[Data excerpts]
------------------------------------------------------------------------
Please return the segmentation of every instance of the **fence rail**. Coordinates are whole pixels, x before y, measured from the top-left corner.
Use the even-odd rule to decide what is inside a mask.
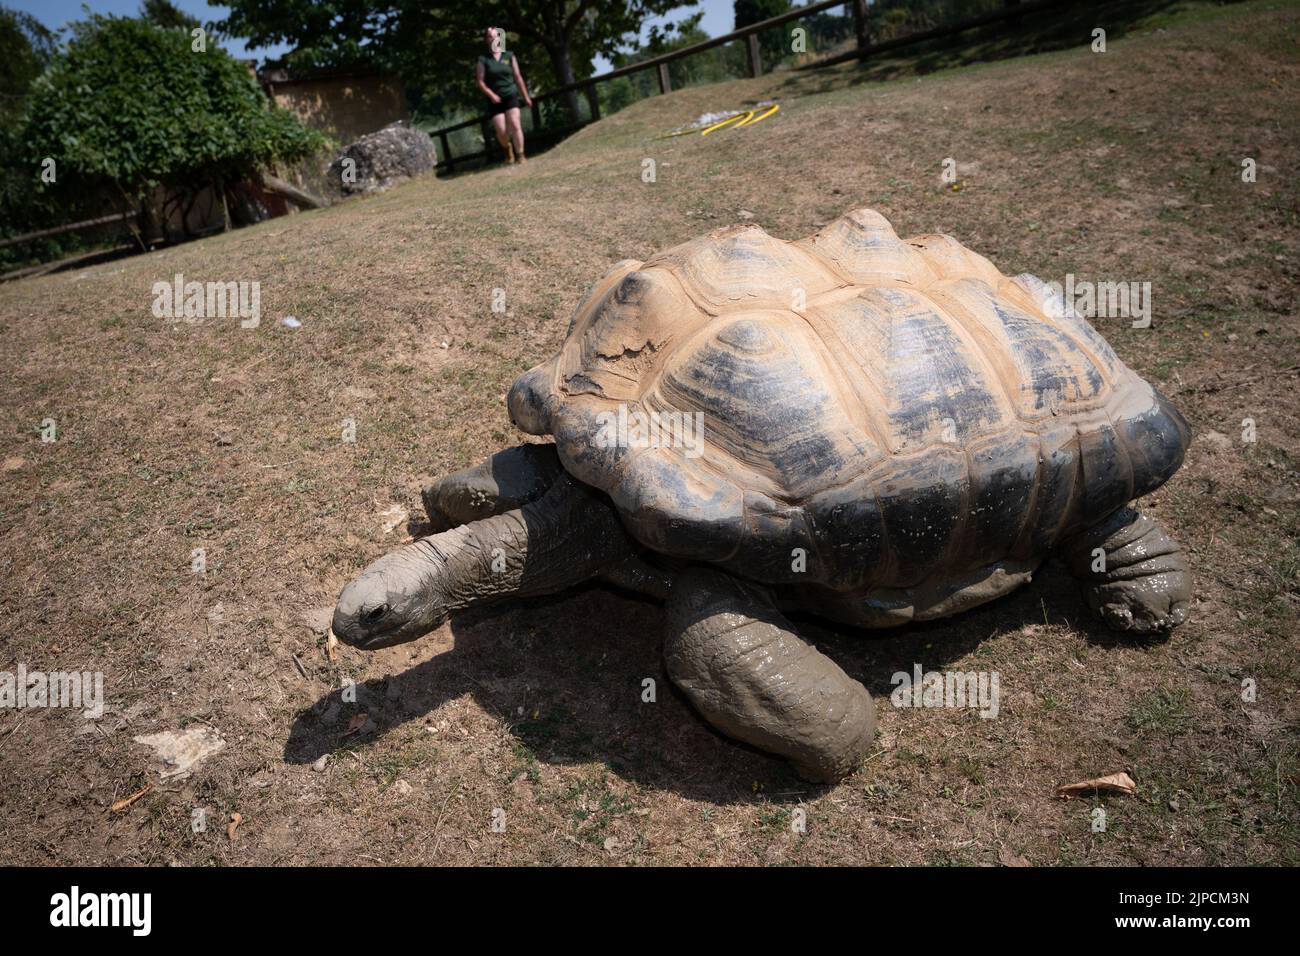
[[[31,242],[34,239],[45,239],[49,236],[59,236],[65,232],[77,232],[81,229],[89,229],[92,226],[106,226],[113,222],[126,222],[139,217],[138,212],[118,212],[111,216],[100,216],[97,219],[85,219],[81,222],[70,222],[63,226],[54,226],[51,229],[39,229],[36,232],[25,232],[21,236],[11,236],[8,239],[0,239],[0,249],[8,246],[16,246],[19,243]]]
[[[877,53],[883,53],[889,50],[899,49],[913,43],[924,43],[928,40],[935,40],[941,37],[954,36],[963,33],[966,30],[972,30],[976,27],[986,26],[990,23],[997,23],[1002,20],[1012,19],[1023,16],[1026,13],[1033,13],[1037,10],[1057,6],[1067,0],[1034,0],[1034,2],[1023,3],[1021,0],[1006,0],[1006,7],[995,13],[984,14],[983,16],[971,17],[957,23],[937,27],[933,30],[924,30],[916,33],[909,33],[906,36],[897,37],[893,40],[887,40],[882,43],[871,42],[871,14],[868,8],[867,0],[824,0],[822,3],[810,4],[806,7],[797,7],[780,16],[770,17],[758,23],[751,23],[747,27],[734,30],[731,33],[724,33],[722,36],[711,37],[700,43],[683,47],[680,50],[673,50],[670,53],[663,53],[648,60],[641,60],[638,63],[631,63],[627,66],[621,66],[617,69],[610,70],[608,73],[601,73],[599,76],[593,76],[589,79],[578,80],[575,83],[569,83],[565,86],[556,87],[553,90],[547,90],[534,96],[532,105],[533,132],[541,131],[542,111],[541,103],[543,100],[558,99],[562,96],[568,96],[571,93],[583,93],[586,96],[588,109],[591,118],[586,122],[573,117],[573,122],[566,126],[552,128],[547,130],[548,136],[565,136],[571,132],[581,129],[587,123],[593,123],[600,119],[600,100],[596,95],[596,84],[616,80],[620,77],[631,76],[635,73],[642,73],[647,70],[654,70],[658,74],[659,92],[671,93],[672,80],[668,73],[668,66],[678,60],[684,60],[687,57],[694,56],[697,53],[704,53],[715,47],[723,46],[727,43],[734,43],[737,40],[744,40],[746,46],[747,61],[750,76],[761,76],[763,73],[763,60],[760,54],[758,44],[758,34],[764,30],[770,30],[773,27],[779,27],[782,24],[789,23],[792,20],[798,20],[802,17],[811,16],[816,13],[822,13],[835,7],[848,7],[853,12],[853,32],[854,47],[846,53],[829,57],[823,60],[817,60],[813,63],[805,64],[798,69],[817,69],[820,67],[834,66],[838,63],[844,63],[849,60],[861,60]],[[459,132],[462,129],[468,129],[478,126],[483,135],[483,148],[472,153],[465,153],[460,156],[453,155],[451,141],[448,134]],[[442,160],[439,163],[439,171],[450,172],[458,163],[474,162],[480,159],[487,159],[492,155],[493,143],[495,137],[491,132],[491,115],[483,114],[472,119],[461,120],[450,126],[443,126],[429,134],[438,140],[442,147]]]

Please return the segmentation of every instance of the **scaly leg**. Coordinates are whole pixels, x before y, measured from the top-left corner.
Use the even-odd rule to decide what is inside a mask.
[[[420,494],[433,526],[446,530],[536,501],[563,471],[554,445],[518,445],[435,479]]]
[[[1123,508],[1067,541],[1062,557],[1094,614],[1117,631],[1183,623],[1192,600],[1187,554],[1159,522]]]
[[[866,688],[804,642],[755,585],[713,569],[679,574],[664,659],[709,723],[780,754],[809,780],[848,776],[871,746]]]
[[[562,475],[522,508],[431,534],[373,562],[339,595],[334,633],[363,650],[400,644],[452,612],[555,594],[632,553],[609,499]]]

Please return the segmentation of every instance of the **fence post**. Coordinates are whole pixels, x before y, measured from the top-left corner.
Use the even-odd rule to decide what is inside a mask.
[[[439,132],[438,142],[442,143],[442,168],[447,170],[448,172],[451,172],[451,167],[452,167],[451,143],[447,140],[447,134]]]
[[[533,97],[533,132],[536,133],[542,128],[542,107],[537,102],[537,97]]]
[[[749,54],[749,75],[763,75],[763,54],[758,48],[758,34],[751,33],[745,37],[745,50]]]
[[[659,92],[671,93],[673,91],[673,81],[668,78],[668,64],[659,64]]]
[[[858,52],[871,45],[871,27],[867,22],[867,0],[851,0],[853,4],[853,32],[858,38]]]
[[[600,100],[596,96],[596,84],[587,84],[587,106],[591,109],[591,121],[594,123],[600,119]]]
[[[483,129],[483,163],[486,165],[492,161],[492,144],[497,138],[492,135],[492,121],[486,116],[478,121],[479,126]]]

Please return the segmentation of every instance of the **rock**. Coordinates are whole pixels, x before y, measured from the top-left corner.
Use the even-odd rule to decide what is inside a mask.
[[[428,133],[394,123],[343,147],[325,171],[325,180],[334,197],[344,198],[382,192],[437,164]]]
[[[316,758],[316,762],[311,765],[311,769],[315,770],[317,773],[324,773],[325,767],[329,764],[329,762],[330,762],[330,755],[324,754],[323,756]]]

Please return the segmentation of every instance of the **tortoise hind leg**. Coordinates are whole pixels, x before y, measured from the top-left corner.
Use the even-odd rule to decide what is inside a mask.
[[[1153,518],[1123,508],[1067,541],[1062,557],[1088,606],[1114,630],[1165,631],[1187,617],[1187,555]]]
[[[445,531],[536,501],[562,471],[554,445],[517,445],[434,479],[420,497],[430,522]]]
[[[848,776],[871,746],[867,689],[801,640],[766,591],[720,571],[674,580],[664,660],[709,723],[809,780]]]

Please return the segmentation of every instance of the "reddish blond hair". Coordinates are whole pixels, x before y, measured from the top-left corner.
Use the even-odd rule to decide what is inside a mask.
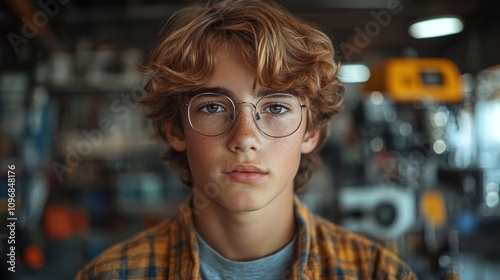
[[[280,5],[259,0],[191,6],[175,14],[169,24],[150,62],[140,67],[151,75],[142,103],[158,134],[165,139],[167,120],[178,123],[182,131],[186,93],[211,78],[215,50],[236,51],[255,71],[254,86],[293,91],[308,105],[307,129],[320,129],[316,149],[301,157],[294,180],[299,190],[321,164],[319,150],[326,142],[330,120],[342,109],[344,87],[337,78],[340,66],[331,40]],[[190,186],[186,153],[169,148],[164,159]]]

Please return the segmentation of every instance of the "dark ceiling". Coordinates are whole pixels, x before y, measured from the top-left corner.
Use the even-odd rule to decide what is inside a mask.
[[[97,44],[147,50],[164,21],[189,0],[58,0],[59,11],[37,34],[49,50],[71,48],[79,38]],[[0,4],[3,38],[21,34],[23,16],[42,10],[35,0],[6,0]],[[56,0],[40,2],[58,3]],[[462,72],[475,73],[500,63],[500,1],[497,0],[280,0],[296,15],[331,36],[342,61],[373,62],[389,56],[452,58]],[[391,6],[392,5],[392,6]],[[388,7],[396,9],[388,10]],[[27,12],[28,11],[28,12]],[[390,19],[377,19],[390,14]],[[457,15],[464,30],[457,35],[417,40],[408,35],[415,21]],[[383,17],[382,17],[383,18]],[[362,41],[364,33],[368,40]],[[42,36],[43,35],[43,36]],[[360,44],[360,42],[362,44]],[[3,40],[2,53],[10,42]],[[7,51],[8,52],[8,51]]]

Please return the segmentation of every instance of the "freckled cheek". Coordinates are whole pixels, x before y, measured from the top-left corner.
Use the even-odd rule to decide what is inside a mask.
[[[293,170],[300,162],[300,143],[289,140],[277,141],[271,146],[270,153],[276,164],[283,166],[287,170]]]
[[[220,158],[222,144],[220,142],[214,141],[212,138],[207,137],[195,137],[195,139],[187,140],[187,152],[188,160],[193,170],[193,173],[197,171],[206,172],[207,170],[213,169],[215,167],[214,162],[217,162]]]

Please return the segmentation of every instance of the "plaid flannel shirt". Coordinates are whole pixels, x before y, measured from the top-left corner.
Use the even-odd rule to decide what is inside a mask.
[[[114,245],[75,280],[202,279],[189,207],[172,219]],[[295,198],[295,260],[282,279],[413,280],[415,273],[387,249],[311,213]]]

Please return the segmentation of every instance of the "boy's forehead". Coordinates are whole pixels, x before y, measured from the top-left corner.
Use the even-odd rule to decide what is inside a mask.
[[[218,88],[221,91],[238,89],[261,90],[256,82],[255,68],[250,67],[243,55],[235,50],[219,47],[213,52],[212,71],[207,76],[203,87]],[[252,88],[253,87],[253,88]]]
[[[210,54],[214,57],[215,66],[221,63],[237,63],[244,65],[247,68],[255,69],[255,67],[252,67],[252,64],[254,63],[248,61],[249,58],[245,58],[241,51],[226,45],[227,43],[216,47]]]

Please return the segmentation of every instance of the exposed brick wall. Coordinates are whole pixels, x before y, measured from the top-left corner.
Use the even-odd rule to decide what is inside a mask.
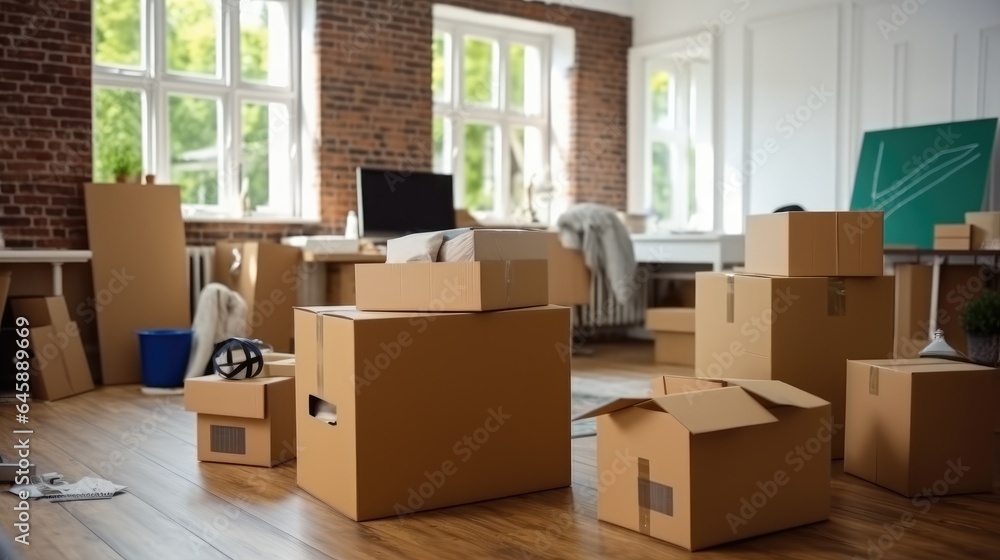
------------------------------------------------------------------------
### Work task
How many lines in the records above contain the word "fence"? State that number and nothing more.

### Answer
2